-------- SELECTED PASSAGE --------

While my last series of columns explored liquid subcooling in a refrigeration system, this article will compare subcooling amounts in a refrigeration system incorporating an overcharge of refrigerant, a dirty condenser, and air in the system.

Note that all of the system check sheets used as samples in this article incorporate R-134a as a refrigerant. These systems are refrigeration systems with a thermostatic expansion valve (TXV) as a metering device with receivers.

Overcharged System

Table 1 shows an R-134a refrigeration system with an overcharge of refrigerant. Notice the 30 degrees of liquid subcooling backed up in the condenser. Because of the overcharge of refrigerant, the condenser will have too much liquid backed up in its bottom, causing high condenser subcooling. By overcharging a system with too much refrigerant, increased liquid subcooling amounts will be realized in the condenser.

However, just because a system has increased subcooling amounts in the condenser doesn’t necessarily mean the system is overcharged. This will be explained in the next two system checks. Remember, the condenser is where refrigerant vapor is condensed and liquid refrigerant is formed. This backed-up subcooled liquid at the condenser’s bottom will take up valuable condenser volume, leaving less volume for desuperheating and condensation of refrigerant vapors.

Too much liquid subcooling at the condenser’s bottom will cause unwanted inefficiencies by raising the head pressure and the compression ratio. Higher compression ratios cause lower volumetric efficiencies and lower mass flow rates of refrigerant through the refrigeration system. Higher superheated compressor discharge temperatures will also be realized from the higher heat of compression caused from the high compression ratio. (For a review of how much condenser subcooling is needed in a system, see “The Needed Amount of Condenser Subcooling,” in the April 2, 2012, edition of The NEWS.)

Remember, most conventional condensers’ functions are to:

• Desuperheat compressor discharge vapors,

• Condense these vapors to liquid, and

• Subcool refrigerant at its bottom.

--------

◆ PROBLEM STATEMENT:
Pick up the article on refrigerant subcooling after its list of what a condenser does, and write the next part.

-------- EXERCISE DATA --------

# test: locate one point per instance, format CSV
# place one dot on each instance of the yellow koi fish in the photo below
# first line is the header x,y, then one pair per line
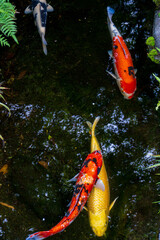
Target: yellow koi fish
x,y
99,201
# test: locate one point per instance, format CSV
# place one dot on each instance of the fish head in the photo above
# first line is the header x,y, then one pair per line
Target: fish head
x,y
99,222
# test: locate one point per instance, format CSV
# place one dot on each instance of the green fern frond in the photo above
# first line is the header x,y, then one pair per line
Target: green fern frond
x,y
7,22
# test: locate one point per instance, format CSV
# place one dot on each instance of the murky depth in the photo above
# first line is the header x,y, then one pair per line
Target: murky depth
x,y
47,138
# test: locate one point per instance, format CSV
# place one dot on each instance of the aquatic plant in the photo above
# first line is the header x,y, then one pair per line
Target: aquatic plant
x,y
153,50
156,165
158,79
3,105
7,22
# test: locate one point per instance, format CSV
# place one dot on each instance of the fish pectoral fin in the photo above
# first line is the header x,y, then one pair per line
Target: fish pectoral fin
x,y
49,8
89,124
99,184
110,53
74,178
114,76
85,208
112,204
28,10
135,71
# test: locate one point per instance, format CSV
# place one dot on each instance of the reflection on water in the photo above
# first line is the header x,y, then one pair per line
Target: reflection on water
x,y
50,104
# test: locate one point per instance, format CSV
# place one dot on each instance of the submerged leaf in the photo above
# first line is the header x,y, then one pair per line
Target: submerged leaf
x,y
4,169
6,205
43,163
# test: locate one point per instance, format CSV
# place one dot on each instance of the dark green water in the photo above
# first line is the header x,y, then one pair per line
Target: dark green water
x,y
52,97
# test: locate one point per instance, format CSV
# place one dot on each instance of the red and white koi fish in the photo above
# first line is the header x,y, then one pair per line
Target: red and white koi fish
x,y
123,65
40,9
85,181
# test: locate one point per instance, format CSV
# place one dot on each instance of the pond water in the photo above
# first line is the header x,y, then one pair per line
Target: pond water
x,y
51,98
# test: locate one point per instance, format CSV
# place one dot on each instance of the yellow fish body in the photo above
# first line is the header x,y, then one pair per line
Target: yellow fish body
x,y
99,201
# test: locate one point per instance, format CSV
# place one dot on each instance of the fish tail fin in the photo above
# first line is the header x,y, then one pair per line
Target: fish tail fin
x,y
110,12
44,43
44,48
39,235
43,39
94,125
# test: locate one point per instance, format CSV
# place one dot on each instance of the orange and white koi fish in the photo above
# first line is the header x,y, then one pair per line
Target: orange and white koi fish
x,y
85,181
98,203
123,65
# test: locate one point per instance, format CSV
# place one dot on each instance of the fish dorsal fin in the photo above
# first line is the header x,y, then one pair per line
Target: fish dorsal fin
x,y
122,46
100,185
74,178
110,12
110,53
28,10
94,125
112,204
85,208
49,8
112,74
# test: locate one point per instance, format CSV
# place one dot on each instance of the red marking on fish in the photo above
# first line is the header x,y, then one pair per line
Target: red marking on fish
x,y
84,184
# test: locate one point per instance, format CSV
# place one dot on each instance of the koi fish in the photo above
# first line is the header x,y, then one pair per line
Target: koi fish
x,y
123,65
40,9
85,180
98,204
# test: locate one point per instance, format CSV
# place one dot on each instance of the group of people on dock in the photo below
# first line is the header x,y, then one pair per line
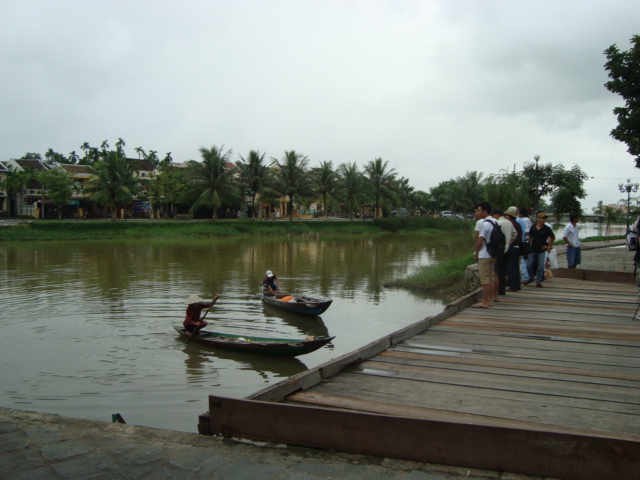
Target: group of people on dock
x,y
527,248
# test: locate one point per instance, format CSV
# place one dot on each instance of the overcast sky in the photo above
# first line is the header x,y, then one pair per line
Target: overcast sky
x,y
437,88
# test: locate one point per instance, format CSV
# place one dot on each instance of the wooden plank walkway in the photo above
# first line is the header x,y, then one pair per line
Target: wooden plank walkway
x,y
546,383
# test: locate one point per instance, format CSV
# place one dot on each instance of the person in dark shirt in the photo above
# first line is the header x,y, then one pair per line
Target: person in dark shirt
x,y
541,238
270,282
195,305
513,262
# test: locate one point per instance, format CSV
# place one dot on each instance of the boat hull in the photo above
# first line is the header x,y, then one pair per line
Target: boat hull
x,y
305,305
260,345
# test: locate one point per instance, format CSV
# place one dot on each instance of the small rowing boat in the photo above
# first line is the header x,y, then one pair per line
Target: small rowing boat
x,y
264,345
293,302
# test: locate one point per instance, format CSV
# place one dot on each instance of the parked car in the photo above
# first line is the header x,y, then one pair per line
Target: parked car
x,y
450,215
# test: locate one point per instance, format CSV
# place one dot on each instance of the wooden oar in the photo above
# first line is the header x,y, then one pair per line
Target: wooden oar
x,y
195,330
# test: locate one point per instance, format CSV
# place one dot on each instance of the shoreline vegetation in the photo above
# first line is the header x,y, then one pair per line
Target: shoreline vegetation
x,y
105,230
445,278
448,278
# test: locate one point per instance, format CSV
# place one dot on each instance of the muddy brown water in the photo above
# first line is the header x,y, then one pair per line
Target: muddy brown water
x,y
87,326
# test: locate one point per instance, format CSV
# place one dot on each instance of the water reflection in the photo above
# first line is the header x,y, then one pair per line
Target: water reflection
x,y
100,336
202,358
305,324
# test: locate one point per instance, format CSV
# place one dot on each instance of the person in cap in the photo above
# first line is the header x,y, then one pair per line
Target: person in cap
x,y
513,262
195,305
571,237
502,261
542,238
525,223
270,282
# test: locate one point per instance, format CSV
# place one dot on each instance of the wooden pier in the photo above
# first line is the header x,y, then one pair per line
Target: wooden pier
x,y
547,382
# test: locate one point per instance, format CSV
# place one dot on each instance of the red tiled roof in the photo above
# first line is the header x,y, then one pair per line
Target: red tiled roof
x,y
35,164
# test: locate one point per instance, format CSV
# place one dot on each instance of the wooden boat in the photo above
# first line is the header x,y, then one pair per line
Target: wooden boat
x,y
302,304
267,346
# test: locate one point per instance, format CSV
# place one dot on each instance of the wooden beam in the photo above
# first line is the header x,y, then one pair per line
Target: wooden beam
x,y
568,456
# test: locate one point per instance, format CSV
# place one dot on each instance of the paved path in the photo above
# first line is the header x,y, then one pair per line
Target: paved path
x,y
36,446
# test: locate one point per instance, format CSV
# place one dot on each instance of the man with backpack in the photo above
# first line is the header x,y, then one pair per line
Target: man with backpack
x,y
483,253
542,239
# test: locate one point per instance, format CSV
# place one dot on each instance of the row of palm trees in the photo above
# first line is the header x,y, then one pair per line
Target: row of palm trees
x,y
217,183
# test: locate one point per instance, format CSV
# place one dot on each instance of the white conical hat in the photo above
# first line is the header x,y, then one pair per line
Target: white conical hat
x,y
193,298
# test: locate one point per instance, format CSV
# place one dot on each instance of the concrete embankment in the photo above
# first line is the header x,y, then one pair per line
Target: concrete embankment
x,y
39,446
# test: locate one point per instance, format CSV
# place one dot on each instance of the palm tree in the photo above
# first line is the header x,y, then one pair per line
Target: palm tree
x,y
209,183
381,180
293,178
506,189
326,183
612,215
13,183
115,183
140,151
254,176
404,192
352,186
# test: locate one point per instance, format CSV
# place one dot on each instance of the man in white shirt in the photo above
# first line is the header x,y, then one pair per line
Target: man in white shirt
x,y
501,262
486,263
571,237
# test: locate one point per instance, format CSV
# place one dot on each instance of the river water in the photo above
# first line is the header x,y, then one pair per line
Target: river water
x,y
87,326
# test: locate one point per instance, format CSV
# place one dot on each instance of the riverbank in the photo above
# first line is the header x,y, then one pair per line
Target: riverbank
x,y
448,278
42,230
38,446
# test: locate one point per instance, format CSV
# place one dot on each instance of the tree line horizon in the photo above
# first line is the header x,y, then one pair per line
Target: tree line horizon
x,y
212,185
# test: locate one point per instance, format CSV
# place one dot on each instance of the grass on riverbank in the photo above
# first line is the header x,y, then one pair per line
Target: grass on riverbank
x,y
600,238
107,230
446,278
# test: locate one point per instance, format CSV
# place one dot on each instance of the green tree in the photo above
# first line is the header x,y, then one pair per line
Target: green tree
x,y
91,154
381,179
53,158
166,188
293,178
57,185
31,156
254,177
325,184
14,181
209,183
405,193
624,72
507,189
115,183
352,187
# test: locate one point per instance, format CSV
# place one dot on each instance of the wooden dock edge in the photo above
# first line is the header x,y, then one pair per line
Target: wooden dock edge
x,y
543,453
307,379
594,275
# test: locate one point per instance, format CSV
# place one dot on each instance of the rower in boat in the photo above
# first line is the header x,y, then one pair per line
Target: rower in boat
x,y
270,283
195,305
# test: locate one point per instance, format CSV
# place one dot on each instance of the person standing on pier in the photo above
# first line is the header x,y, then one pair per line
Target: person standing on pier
x,y
270,282
486,263
571,237
542,238
503,260
195,305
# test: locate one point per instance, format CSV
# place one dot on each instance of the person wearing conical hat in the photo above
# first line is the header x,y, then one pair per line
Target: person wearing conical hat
x,y
270,282
195,305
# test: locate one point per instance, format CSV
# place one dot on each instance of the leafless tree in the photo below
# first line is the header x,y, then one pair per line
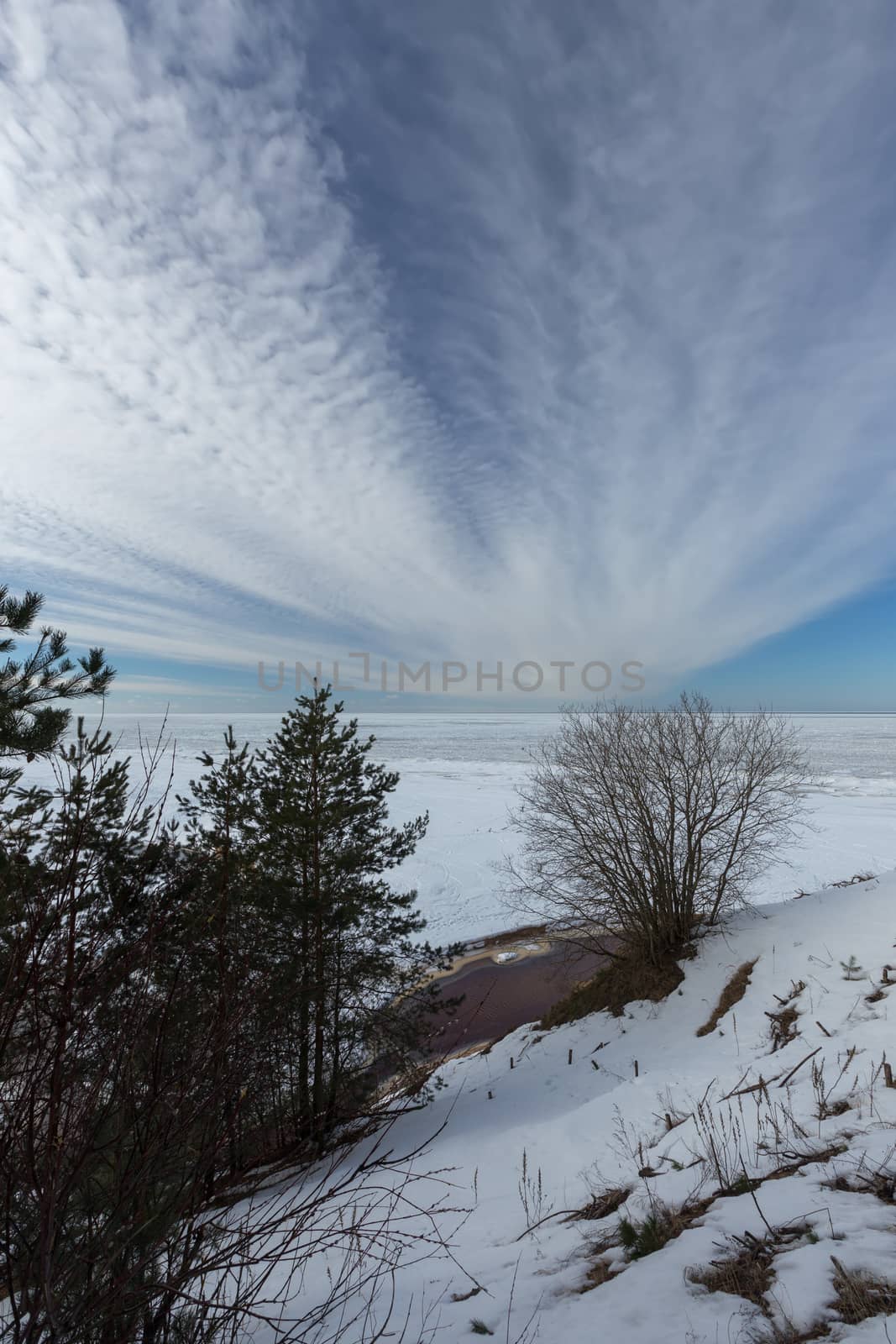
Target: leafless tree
x,y
651,824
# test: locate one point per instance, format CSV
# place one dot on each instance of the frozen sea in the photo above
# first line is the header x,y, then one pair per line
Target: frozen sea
x,y
464,770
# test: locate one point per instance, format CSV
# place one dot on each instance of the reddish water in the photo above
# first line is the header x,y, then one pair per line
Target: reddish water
x,y
499,999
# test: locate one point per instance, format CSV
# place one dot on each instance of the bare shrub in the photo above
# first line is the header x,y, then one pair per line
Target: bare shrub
x,y
651,824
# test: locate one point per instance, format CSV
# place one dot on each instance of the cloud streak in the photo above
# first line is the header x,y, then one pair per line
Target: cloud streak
x,y
456,331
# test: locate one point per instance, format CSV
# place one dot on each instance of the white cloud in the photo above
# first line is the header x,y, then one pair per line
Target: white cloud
x,y
631,400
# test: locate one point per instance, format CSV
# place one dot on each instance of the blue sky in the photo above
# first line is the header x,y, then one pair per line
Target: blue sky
x,y
470,333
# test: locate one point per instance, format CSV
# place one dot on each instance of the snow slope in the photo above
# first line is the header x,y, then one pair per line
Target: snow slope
x,y
587,1129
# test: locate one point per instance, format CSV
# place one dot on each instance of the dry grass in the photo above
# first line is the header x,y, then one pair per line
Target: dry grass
x,y
602,1205
747,1273
624,981
860,1294
660,1227
731,995
770,1332
747,1270
783,1027
879,1182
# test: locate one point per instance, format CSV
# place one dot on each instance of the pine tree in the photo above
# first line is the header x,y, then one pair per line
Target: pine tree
x,y
29,725
325,847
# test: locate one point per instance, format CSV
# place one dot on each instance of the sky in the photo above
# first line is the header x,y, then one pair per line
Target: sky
x,y
461,335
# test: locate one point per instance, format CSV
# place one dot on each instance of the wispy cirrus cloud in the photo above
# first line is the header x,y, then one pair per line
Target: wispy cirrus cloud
x,y
483,331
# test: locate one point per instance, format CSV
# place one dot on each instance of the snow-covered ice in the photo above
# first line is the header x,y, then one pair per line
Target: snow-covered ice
x,y
464,768
587,1129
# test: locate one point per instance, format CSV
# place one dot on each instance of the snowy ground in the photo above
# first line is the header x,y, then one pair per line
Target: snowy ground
x,y
464,770
813,1142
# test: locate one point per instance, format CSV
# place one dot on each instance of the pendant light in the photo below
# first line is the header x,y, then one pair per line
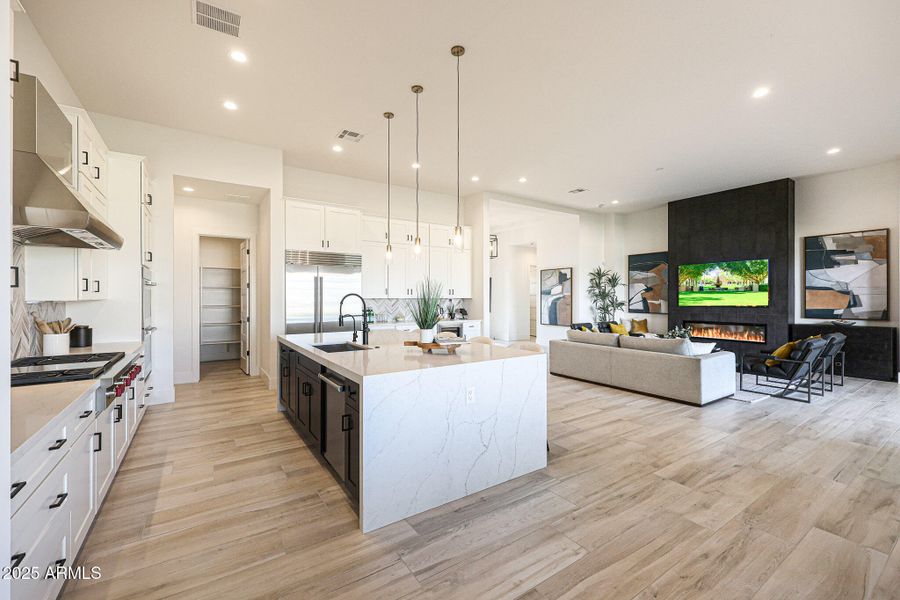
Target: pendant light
x,y
417,247
388,254
457,51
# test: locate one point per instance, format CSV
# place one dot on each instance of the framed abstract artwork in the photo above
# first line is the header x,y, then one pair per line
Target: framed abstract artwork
x,y
846,276
648,283
556,296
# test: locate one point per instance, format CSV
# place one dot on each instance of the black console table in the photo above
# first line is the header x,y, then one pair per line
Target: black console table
x,y
871,352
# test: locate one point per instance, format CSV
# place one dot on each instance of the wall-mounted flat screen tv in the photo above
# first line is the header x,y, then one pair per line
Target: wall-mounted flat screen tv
x,y
730,283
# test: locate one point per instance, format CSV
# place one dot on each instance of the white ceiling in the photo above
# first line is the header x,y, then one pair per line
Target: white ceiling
x,y
599,95
218,190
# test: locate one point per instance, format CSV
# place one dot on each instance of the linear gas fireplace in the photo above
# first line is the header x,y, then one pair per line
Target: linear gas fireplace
x,y
738,332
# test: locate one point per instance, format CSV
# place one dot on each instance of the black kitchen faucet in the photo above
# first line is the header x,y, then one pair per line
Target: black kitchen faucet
x,y
365,328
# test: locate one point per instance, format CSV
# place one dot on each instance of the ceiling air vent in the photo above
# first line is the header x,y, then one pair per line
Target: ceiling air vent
x,y
350,136
217,19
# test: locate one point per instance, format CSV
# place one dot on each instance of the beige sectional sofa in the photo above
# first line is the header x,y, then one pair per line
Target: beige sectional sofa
x,y
667,368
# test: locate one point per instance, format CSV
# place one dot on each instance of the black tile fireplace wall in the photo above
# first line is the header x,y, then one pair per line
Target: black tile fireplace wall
x,y
752,222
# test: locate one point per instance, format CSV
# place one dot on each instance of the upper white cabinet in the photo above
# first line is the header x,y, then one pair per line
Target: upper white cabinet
x,y
65,274
89,152
317,227
146,217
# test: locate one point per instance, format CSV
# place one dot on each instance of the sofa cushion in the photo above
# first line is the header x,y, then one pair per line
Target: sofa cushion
x,y
702,347
677,346
590,337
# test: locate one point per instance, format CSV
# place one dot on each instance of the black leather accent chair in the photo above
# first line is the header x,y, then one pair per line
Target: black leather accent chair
x,y
833,355
800,371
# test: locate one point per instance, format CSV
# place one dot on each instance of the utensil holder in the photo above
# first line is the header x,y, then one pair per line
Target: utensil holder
x,y
55,343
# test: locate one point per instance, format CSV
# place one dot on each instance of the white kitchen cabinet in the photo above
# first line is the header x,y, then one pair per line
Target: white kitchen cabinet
x,y
460,274
453,270
374,229
104,468
51,274
146,217
80,470
89,152
374,270
304,226
342,230
318,227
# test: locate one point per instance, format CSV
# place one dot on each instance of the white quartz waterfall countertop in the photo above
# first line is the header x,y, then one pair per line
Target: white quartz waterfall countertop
x,y
389,358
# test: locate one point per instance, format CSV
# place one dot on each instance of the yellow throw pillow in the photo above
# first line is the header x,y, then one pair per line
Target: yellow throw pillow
x,y
616,328
782,352
639,326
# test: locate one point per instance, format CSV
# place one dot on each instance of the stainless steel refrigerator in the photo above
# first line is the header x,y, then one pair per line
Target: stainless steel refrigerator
x,y
314,284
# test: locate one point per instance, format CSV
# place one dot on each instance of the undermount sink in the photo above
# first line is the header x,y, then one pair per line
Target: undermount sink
x,y
342,347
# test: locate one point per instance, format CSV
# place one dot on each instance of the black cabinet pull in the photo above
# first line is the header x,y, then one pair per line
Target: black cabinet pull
x,y
16,488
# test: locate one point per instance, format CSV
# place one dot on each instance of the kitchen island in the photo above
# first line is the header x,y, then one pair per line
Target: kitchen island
x,y
417,430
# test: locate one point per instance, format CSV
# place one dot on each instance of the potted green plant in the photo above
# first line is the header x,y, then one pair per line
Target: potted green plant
x,y
602,285
426,308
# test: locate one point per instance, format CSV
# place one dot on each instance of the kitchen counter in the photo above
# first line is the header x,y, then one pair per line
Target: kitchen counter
x,y
432,428
389,358
33,407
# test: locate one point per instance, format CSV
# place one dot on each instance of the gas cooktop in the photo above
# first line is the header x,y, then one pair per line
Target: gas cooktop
x,y
68,367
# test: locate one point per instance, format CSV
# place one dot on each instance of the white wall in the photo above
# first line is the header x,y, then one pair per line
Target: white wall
x,y
642,232
855,200
195,219
172,152
35,59
369,196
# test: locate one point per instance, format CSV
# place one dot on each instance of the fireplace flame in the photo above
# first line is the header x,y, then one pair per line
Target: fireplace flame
x,y
739,333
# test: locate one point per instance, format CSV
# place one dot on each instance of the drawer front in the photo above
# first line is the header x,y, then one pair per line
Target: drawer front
x,y
35,516
53,546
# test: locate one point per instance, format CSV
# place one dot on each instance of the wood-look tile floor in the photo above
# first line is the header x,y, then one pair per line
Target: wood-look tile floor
x,y
642,499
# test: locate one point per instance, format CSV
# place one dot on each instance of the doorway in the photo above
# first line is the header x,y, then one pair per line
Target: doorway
x,y
224,304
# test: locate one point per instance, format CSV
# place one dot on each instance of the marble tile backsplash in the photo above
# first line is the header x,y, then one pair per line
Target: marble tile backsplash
x,y
25,338
389,309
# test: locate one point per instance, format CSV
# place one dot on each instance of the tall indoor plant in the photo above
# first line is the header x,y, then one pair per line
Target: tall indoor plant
x,y
602,285
425,309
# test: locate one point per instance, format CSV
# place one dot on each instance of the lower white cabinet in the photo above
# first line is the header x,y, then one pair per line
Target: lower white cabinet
x,y
82,502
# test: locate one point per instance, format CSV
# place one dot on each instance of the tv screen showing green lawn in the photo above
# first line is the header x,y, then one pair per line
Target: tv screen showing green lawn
x,y
732,283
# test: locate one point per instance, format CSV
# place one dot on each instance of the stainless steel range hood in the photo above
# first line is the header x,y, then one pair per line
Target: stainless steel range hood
x,y
46,209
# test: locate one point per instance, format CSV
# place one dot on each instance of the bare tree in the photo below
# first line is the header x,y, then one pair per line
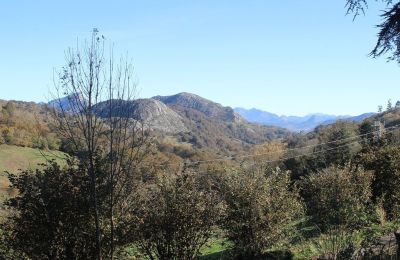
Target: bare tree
x,y
389,29
95,119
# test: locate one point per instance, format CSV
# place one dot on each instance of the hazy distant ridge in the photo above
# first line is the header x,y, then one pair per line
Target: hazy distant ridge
x,y
295,123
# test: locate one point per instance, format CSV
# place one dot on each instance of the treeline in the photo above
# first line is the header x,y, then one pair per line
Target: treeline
x,y
336,205
26,124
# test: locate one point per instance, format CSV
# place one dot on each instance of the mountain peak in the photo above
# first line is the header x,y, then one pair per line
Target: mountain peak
x,y
209,108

--------

◆ OUTPUT OF THE TASK:
System with Dirty Condenser

Table 2 shows a refrigeration system with a dirty condenser causing restricted airflow over the condenser. A similar condition would be a defective condenser fan motor starving the condenser of air. Both conditions caused the head pressure and thus condensing temperature to increase. Even the liquid at the condenser’s bottom will be hotter because of the elevated condensing temperatures. This creates a greater temperature difference between the liquid at the condenser’s bottom and the ambient (surrounding air) designed to cool the condenser and its liquid. This will cause the liquid at the condenser’s bottom to lose heat faster, causing more condenser subcooling. In this example, high condenser subcooling is not caused from an “amount” of liquid being backed up in the condenser, but from the liquid in the condenser’s bottom simply losing heat faster.

This phenomenon happens because the temperature difference between the liquid at the condenser’s bottom and the surrounding ambient is the driving potential for heat transfer to take place. As more and more air is restricted from flowing through the condenser, the amount of condenser subcooling will increase.

Notice that the system check sheet shows higher than normal condenser subcooling of 15˚. This system check sheet looks very similar to an overcharge of refrigerant because of the increased subcooling amounts, but do not be fooled by it. When a high head pressure and high condenser subcooling is experienced in a refrigeration system, the service technician must not assume an overcharge of refrigerant. The technician must first check to see if the condenser is dirty or a condenser fan is inoperative because of similarities of symptoms in both scenarios of an overcharge of refrigerant and restricted airflow over the condenser.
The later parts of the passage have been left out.